EXERCISE DETAILS »
Your answer should be exactly the lines from the one that contains "Run detection for blue" through the final line of the entries below, and nothing else.

[Image-backed grounding data]
····················
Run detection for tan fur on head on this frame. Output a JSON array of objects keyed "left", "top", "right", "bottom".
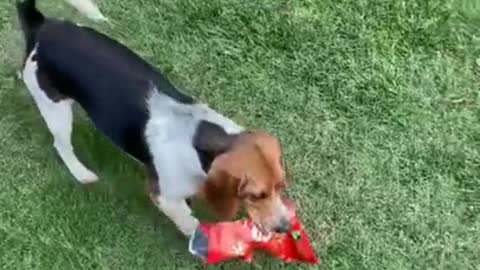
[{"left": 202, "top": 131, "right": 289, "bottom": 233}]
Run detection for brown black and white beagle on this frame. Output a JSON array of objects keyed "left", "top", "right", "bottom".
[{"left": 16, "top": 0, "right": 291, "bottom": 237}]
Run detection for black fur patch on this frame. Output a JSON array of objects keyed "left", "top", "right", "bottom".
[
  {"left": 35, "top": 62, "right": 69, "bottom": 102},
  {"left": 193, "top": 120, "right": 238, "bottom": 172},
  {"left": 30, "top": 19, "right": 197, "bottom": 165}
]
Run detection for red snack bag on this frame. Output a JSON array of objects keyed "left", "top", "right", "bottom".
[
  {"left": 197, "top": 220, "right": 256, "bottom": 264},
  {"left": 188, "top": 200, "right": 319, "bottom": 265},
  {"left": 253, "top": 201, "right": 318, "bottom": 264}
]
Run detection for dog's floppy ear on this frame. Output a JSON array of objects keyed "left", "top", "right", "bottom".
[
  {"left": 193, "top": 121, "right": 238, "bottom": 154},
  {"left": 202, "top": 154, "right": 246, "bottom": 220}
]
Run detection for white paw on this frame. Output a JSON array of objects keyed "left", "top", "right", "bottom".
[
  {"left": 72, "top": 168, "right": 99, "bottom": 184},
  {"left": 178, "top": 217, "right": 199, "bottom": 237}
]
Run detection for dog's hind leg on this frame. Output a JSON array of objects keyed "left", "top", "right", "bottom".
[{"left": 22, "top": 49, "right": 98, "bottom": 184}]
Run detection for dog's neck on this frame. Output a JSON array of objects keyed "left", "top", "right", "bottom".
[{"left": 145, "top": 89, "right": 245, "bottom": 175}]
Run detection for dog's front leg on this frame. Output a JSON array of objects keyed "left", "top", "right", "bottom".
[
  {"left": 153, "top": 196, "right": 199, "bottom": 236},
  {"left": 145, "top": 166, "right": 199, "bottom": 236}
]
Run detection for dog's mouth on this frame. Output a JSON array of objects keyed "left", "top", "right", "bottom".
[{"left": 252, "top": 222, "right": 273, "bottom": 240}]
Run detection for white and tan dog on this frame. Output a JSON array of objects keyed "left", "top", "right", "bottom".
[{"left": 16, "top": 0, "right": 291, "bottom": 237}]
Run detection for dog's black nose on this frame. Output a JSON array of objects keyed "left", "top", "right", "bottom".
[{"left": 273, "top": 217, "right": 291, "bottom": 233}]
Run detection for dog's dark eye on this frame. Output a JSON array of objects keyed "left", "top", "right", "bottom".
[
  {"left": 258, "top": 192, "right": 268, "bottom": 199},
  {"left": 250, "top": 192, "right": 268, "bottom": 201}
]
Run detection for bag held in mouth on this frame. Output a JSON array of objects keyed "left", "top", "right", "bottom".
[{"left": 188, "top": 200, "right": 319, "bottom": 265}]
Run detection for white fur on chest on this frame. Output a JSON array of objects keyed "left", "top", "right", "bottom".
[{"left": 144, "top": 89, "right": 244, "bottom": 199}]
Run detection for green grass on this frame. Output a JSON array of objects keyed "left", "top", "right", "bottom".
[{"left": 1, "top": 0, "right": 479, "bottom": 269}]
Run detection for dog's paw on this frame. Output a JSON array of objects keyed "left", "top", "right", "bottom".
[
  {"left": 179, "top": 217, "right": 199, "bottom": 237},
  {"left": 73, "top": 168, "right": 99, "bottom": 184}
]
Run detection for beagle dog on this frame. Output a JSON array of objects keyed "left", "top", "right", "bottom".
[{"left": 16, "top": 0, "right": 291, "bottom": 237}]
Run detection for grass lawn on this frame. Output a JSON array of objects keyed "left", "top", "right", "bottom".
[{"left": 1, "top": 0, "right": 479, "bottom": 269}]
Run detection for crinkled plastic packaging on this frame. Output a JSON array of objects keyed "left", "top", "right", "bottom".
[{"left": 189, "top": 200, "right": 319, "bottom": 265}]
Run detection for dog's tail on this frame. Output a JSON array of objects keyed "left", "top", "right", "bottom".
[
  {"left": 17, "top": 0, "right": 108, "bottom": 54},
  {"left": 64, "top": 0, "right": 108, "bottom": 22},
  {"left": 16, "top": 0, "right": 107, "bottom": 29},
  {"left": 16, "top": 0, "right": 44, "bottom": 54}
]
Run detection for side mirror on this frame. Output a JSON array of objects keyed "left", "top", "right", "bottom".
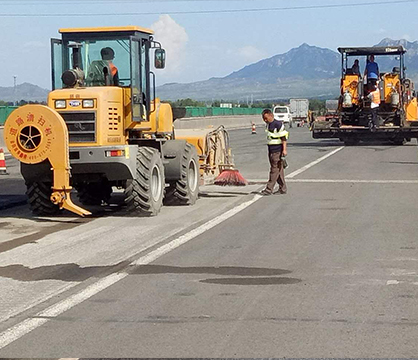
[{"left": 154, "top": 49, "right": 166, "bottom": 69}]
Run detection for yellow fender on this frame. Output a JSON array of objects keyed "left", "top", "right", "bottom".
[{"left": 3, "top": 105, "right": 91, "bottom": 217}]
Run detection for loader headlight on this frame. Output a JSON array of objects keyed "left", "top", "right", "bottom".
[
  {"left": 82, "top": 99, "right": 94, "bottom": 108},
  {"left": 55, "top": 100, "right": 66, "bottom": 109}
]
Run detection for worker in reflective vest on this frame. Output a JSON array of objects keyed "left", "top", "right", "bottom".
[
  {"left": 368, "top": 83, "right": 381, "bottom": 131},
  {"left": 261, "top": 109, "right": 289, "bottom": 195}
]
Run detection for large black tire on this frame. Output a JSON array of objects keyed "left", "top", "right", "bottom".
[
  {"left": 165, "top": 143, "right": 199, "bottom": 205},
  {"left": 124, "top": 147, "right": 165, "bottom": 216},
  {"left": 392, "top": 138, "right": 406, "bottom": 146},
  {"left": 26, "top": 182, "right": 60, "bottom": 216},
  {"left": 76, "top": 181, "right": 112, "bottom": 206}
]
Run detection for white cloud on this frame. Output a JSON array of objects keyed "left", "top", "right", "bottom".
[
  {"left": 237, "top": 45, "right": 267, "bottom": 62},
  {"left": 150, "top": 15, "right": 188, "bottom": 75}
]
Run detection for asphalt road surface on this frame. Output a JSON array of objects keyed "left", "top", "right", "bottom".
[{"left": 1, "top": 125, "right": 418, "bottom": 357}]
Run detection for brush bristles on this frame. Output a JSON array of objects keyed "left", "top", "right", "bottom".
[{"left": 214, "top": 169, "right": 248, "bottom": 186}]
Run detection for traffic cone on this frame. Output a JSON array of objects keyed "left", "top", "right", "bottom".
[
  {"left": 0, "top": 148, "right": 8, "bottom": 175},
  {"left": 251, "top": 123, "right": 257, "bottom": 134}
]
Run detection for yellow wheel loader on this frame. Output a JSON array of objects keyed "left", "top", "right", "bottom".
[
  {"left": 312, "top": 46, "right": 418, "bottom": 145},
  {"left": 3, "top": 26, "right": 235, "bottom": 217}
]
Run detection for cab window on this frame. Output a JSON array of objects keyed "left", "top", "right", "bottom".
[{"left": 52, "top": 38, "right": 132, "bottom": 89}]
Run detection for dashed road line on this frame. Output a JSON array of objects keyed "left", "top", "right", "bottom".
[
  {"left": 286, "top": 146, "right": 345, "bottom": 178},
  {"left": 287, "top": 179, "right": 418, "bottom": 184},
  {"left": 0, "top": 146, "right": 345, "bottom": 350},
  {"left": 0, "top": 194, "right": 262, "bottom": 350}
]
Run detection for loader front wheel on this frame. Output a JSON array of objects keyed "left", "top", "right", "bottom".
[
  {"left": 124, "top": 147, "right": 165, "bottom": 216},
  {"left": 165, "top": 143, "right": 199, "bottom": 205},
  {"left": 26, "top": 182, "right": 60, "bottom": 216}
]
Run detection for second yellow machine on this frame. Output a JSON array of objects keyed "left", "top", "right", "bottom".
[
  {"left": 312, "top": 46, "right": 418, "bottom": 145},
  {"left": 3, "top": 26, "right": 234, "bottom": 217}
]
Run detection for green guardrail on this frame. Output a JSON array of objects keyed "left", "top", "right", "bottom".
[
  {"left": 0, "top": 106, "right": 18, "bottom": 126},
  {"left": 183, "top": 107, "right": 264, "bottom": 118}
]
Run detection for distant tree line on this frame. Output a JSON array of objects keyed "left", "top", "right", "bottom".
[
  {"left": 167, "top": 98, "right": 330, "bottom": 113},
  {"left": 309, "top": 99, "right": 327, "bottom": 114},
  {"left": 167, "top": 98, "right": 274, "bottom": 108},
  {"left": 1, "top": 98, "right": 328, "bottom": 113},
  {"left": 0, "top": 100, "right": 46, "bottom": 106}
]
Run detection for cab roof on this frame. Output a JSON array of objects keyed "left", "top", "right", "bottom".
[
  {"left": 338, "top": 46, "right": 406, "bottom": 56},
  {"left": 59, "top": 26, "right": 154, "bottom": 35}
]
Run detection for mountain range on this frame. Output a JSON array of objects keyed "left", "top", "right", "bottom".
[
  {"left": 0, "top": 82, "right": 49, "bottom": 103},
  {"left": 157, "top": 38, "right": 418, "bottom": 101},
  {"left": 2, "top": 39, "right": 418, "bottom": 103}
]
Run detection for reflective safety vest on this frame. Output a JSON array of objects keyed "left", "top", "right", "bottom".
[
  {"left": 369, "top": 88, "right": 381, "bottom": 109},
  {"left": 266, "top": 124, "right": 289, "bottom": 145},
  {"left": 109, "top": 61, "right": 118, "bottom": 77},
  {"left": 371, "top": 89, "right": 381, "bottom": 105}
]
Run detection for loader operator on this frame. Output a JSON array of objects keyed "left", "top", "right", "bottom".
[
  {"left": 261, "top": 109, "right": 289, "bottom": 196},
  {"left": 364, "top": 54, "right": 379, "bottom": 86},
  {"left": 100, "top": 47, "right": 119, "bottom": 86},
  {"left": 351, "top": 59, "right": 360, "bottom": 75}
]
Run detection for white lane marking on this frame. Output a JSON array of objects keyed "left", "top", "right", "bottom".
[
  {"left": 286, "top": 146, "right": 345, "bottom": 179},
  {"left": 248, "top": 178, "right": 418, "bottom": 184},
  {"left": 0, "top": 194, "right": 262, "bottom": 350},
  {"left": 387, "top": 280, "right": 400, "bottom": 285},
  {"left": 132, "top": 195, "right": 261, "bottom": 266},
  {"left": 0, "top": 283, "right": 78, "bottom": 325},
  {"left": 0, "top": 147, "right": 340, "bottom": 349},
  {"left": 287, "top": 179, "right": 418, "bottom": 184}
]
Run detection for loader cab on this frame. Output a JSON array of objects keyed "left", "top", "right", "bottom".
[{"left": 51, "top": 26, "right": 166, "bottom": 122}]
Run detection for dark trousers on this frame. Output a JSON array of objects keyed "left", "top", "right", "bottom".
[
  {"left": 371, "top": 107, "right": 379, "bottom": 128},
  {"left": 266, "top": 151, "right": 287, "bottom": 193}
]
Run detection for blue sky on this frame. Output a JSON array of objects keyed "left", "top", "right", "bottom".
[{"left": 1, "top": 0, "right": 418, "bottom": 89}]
····················
OUTPUT FOR THIS TASK »
Run detection for blue sky on this frame. Output a JSON array of objects keyed "left", "top", "right", "bottom".
[{"left": 1, "top": 0, "right": 418, "bottom": 89}]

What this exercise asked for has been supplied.